EXTRACT TO READ:
[BEGIN]

6:30 PM Turner Classic Movies
Laughter In Paradise (1951 GB): The great Alistair Sim stars in this uproarious British comedy produced and directed by Italian expat Mario Zampi. Sim plays Captain James Deniston Russell, a retired Army officer looking to inherit a considerable sum of money (well, £50,000 – that was a lot in 1951!) from a recently deceased relative. There’s a catch, however: each of the four heirs (including - in addition to Sim – George Cole, Fay Compton, and Guy Middleton) must fulfill the requirements of the will’s codicil – and the codicil is quite onerous. The good Captain, for example, must spend a week in jail for a petty crime, whilst Middleton must marry the first woman he encounters (though presumably not Fay Compton’s character!). This is classic British comedy on par with Ealing’s best, and comes highly recommended.
12:10 AM The Movie Channel
Altered (2006 USA): Here’s one of those films the Blair Witch guys ( in this case, Eduardo Sanchez) made after getting rich in a hurry. It’s the slightly wacky tale of two men who find themselves in possession of an alien creature, who – 15 years previously – had abducted one his present day captors. Best described as a cross between E.T. and I Spit On Your Grave (with a little anal probing thrown in for good measure), Altered is perhaps better concept than film, but is a reasonably good attempt to do something a little different. Also airs at 3:10 AM.

[END]

RECORDED INFORMATION:
[BEGIN]

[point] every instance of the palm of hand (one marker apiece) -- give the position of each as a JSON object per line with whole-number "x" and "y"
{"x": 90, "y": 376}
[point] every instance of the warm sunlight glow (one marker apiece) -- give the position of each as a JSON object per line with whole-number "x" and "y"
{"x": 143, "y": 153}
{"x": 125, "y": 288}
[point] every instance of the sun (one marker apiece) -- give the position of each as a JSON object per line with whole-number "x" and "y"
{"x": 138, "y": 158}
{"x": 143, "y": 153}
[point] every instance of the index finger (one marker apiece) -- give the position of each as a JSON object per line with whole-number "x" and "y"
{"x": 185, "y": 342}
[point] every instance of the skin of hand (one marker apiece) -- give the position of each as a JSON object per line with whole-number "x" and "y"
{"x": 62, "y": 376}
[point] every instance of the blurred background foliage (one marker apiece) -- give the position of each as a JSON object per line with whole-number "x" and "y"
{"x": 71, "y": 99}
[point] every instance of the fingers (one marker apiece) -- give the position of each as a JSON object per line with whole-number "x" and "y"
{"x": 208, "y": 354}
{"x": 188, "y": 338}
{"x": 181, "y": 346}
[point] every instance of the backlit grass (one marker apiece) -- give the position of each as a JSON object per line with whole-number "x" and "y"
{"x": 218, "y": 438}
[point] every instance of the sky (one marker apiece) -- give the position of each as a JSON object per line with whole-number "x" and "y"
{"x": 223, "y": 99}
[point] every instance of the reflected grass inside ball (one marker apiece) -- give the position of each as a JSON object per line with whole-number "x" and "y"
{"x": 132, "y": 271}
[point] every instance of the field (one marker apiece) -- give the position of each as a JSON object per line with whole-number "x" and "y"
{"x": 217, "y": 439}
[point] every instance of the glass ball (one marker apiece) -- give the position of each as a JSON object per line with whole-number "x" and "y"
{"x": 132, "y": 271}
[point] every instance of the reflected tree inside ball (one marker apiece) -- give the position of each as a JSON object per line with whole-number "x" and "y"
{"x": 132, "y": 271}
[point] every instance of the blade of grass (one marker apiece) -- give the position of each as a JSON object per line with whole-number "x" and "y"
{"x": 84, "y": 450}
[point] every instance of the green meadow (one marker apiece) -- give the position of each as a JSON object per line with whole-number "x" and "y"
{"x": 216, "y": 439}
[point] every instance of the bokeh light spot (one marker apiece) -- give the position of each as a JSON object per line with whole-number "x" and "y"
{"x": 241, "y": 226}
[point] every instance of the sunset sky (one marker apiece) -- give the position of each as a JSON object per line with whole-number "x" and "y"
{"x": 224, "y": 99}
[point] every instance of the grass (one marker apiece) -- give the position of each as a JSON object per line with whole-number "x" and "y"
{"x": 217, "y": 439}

[END]

WHAT TO WORK ON:
(1) Translate this sentence from the film listings into French: "This is classic British comedy on par with Ealing's best, and comes highly recommended."
(2) According to the film listings, at what time and on which channel does Laughter In Paradise air?
(3) List every actor that the film listings name as one of the four heirs in Laughter In Paradise.

ANSWERS PROVIDED:
(1) Il s'agit d'une comédie britannique classique, à la hauteur des meilleures productions d'Ealing, et elle est vivement recommandée.

(2) It airs at 6:30 PM on Turner Classic Movies.

(3) Alistair Sim, George Cole, Fay Compton, Guy Middleton